= Information provided =
· · ·

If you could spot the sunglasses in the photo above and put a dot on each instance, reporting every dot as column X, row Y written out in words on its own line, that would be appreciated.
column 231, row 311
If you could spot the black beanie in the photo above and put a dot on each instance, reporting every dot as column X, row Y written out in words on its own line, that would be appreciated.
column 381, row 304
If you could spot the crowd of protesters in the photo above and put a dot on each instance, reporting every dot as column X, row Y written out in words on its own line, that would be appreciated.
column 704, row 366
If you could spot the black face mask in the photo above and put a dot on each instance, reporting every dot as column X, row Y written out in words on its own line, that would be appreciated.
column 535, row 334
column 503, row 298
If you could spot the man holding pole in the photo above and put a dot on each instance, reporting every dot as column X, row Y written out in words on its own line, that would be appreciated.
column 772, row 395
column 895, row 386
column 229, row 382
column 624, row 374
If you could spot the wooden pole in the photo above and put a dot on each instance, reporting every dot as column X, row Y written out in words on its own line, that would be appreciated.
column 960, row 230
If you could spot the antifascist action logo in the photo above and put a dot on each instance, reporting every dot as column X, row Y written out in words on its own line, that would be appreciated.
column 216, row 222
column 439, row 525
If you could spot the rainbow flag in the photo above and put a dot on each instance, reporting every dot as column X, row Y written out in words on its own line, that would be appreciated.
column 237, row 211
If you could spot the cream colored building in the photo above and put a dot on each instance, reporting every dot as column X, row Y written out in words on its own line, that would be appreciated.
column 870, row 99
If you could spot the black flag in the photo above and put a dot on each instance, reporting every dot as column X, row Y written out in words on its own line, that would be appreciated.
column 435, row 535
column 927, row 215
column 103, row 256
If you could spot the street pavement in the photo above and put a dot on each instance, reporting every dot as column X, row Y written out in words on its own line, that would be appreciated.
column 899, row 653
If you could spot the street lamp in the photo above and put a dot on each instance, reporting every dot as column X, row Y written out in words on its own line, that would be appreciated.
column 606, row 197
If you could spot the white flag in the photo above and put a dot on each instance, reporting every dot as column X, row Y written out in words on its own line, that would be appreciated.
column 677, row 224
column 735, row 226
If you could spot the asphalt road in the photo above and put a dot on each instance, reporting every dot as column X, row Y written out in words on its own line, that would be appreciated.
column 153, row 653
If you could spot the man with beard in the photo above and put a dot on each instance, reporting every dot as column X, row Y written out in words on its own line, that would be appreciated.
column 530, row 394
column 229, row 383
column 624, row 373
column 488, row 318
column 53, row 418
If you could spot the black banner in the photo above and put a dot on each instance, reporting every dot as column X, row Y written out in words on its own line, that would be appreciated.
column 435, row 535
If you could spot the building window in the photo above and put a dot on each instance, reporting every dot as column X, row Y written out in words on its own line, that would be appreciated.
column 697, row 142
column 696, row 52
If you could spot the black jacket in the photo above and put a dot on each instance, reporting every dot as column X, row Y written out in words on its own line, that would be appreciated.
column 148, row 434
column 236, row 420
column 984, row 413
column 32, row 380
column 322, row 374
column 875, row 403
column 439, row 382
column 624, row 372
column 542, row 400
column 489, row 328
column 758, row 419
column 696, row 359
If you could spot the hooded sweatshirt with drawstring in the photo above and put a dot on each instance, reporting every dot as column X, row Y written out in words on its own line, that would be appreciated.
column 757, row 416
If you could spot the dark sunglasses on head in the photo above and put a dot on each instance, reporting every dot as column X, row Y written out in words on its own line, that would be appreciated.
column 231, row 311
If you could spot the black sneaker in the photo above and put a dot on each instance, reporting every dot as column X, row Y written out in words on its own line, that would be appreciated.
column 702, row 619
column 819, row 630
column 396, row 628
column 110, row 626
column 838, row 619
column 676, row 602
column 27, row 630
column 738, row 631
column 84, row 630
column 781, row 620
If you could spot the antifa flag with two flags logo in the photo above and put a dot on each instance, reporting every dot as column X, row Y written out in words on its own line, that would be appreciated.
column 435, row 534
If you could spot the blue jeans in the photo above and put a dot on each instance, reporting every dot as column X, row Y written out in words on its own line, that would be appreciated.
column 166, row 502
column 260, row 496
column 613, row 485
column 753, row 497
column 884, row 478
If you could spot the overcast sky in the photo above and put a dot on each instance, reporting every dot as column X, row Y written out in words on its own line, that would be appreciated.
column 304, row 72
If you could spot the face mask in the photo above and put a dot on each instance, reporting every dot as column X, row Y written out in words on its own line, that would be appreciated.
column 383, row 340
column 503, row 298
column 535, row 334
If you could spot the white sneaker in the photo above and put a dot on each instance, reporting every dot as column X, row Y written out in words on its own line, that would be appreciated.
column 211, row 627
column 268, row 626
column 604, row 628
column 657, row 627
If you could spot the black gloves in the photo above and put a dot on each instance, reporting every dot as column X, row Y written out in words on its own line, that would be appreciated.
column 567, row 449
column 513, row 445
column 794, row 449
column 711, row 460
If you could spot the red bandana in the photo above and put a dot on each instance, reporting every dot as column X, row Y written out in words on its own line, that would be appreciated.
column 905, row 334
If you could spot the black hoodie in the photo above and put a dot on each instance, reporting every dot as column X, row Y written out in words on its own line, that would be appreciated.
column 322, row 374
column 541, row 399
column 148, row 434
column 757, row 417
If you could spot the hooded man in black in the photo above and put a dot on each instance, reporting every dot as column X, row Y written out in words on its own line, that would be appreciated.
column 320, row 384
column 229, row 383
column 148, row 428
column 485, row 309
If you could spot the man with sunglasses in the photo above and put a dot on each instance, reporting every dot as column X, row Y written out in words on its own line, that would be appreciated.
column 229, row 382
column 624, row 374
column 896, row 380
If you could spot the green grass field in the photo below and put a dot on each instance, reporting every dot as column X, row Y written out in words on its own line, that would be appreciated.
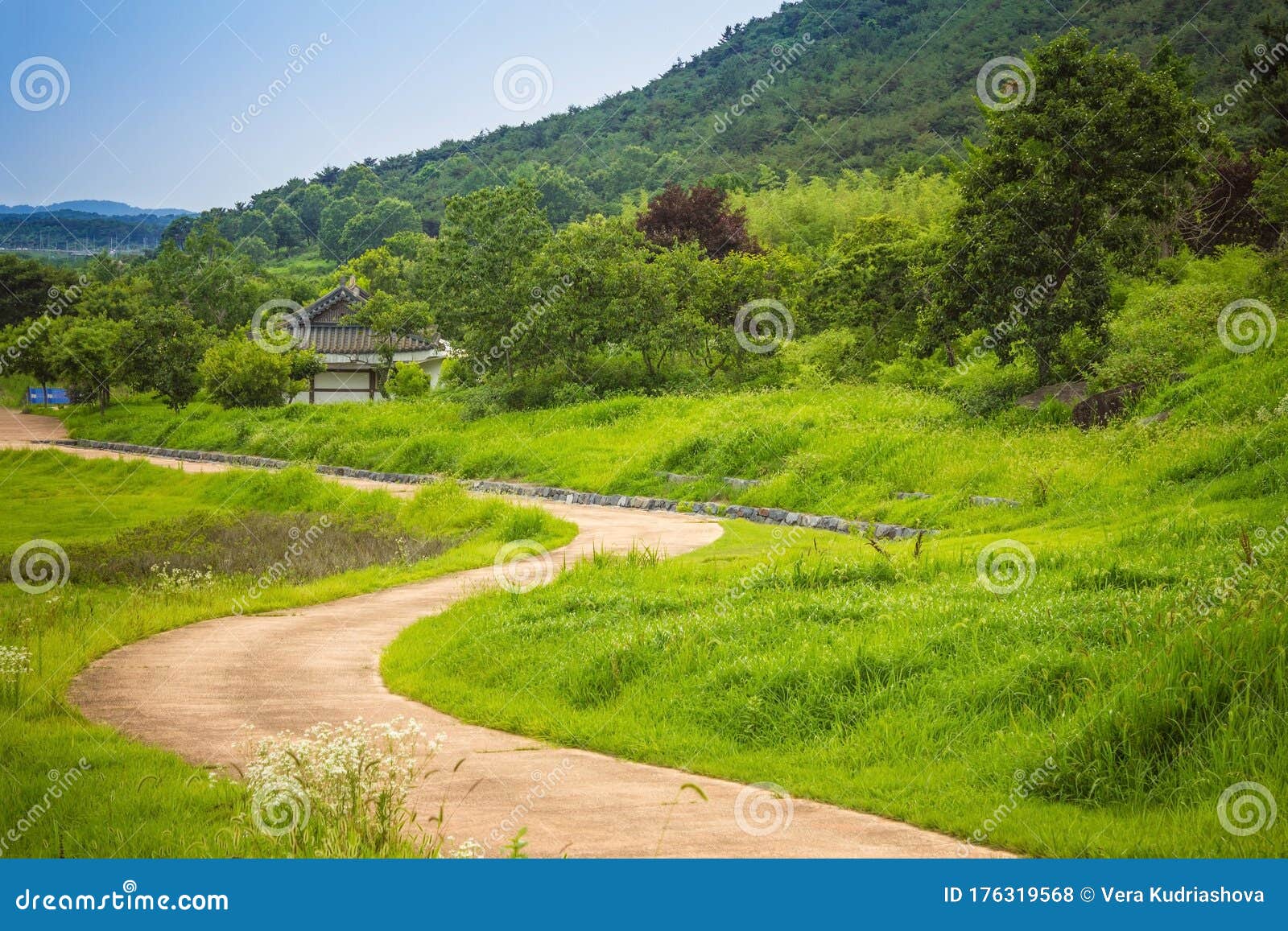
column 135, row 801
column 1111, row 692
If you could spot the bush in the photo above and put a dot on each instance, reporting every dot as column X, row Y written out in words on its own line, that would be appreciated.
column 831, row 356
column 237, row 373
column 407, row 381
column 989, row 386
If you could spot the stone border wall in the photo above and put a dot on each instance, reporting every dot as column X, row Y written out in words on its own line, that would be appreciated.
column 760, row 515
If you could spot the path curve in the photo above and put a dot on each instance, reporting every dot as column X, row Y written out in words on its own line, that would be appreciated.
column 193, row 689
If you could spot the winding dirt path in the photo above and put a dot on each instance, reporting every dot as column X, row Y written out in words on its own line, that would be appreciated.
column 195, row 689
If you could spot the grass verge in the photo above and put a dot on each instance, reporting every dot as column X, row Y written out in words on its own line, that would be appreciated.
column 115, row 797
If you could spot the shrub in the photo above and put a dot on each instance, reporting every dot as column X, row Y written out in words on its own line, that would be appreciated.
column 407, row 381
column 237, row 373
column 341, row 789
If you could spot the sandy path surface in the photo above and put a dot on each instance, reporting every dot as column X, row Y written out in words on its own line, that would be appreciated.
column 193, row 690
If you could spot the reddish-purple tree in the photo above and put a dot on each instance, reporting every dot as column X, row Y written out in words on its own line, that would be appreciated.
column 696, row 216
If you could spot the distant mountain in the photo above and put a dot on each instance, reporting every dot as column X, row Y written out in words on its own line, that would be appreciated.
column 817, row 88
column 97, row 208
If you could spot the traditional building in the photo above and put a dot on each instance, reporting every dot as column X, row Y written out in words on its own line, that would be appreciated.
column 352, row 352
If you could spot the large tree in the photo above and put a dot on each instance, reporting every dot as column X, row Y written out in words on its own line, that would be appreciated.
column 29, row 287
column 477, row 280
column 161, row 348
column 701, row 216
column 1099, row 142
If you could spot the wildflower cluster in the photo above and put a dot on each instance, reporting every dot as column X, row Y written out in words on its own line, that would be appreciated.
column 14, row 661
column 173, row 581
column 341, row 789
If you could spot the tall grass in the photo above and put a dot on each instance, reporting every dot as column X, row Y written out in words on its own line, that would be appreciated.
column 129, row 800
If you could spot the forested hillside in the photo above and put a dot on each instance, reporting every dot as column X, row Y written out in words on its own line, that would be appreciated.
column 841, row 85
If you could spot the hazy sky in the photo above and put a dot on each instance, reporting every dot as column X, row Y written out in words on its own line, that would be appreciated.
column 151, row 102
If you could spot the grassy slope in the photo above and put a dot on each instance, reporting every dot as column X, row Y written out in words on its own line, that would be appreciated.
column 137, row 801
column 911, row 692
column 906, row 690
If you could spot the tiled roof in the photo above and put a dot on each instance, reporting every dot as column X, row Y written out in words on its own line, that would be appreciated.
column 348, row 293
column 341, row 340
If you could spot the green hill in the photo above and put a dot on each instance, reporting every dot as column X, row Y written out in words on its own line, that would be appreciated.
column 841, row 85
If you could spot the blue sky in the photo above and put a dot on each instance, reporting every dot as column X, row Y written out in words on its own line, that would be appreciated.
column 150, row 101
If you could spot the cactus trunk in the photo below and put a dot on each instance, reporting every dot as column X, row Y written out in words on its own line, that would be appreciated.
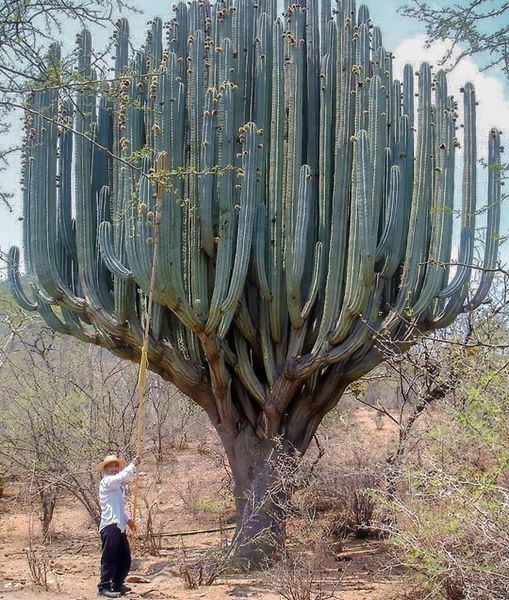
column 306, row 208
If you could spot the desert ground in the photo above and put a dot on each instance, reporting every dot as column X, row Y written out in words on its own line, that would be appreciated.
column 187, row 493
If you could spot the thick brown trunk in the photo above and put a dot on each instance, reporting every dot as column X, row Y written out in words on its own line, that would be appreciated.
column 261, row 495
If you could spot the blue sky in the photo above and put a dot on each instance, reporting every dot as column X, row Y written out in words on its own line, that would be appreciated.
column 404, row 36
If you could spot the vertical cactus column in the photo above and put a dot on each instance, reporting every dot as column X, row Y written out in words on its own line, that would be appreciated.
column 307, row 208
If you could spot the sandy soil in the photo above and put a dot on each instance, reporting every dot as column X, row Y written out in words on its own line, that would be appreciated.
column 186, row 499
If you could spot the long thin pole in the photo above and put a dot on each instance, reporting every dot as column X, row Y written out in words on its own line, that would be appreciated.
column 142, row 372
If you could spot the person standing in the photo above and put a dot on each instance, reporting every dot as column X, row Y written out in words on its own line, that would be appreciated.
column 116, row 553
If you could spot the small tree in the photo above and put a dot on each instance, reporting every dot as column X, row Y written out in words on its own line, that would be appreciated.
column 473, row 27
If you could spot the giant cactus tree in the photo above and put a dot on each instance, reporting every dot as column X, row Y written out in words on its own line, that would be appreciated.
column 303, row 203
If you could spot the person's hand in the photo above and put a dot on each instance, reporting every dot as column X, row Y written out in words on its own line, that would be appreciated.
column 132, row 525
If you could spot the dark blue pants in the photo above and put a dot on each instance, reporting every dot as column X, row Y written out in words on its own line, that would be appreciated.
column 115, row 558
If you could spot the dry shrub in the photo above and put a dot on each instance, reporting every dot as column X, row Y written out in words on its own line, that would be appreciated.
column 202, row 568
column 452, row 525
column 300, row 574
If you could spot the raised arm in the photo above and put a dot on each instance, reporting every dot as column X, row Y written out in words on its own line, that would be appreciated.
column 112, row 482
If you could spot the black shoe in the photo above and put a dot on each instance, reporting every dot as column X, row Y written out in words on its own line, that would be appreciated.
column 122, row 589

· · ·

= Instructions for the task =
Reproduce the lines from the start of the records through the line containing "column 704, row 366", both ends included, replacing "appreciated" with "welcome" throughout and keeping everything else identical.

= Task result =
If you could spot the sunglasses in the photo above and put a dot on each instance, reporting every dot as column X, row Y written out in words on its own line, that would be welcome.
column 231, row 311
If you could spot the black beanie in the photo above and put a dot on each instance, reporting every dot as column X, row Y written out in words on its own line, that would be welcome.
column 381, row 304
If you could spot the crowd of protesters in the photo above and put a dot on each instance, reporting every dot as column X, row Y written out in words on its own line, that would be welcome.
column 704, row 366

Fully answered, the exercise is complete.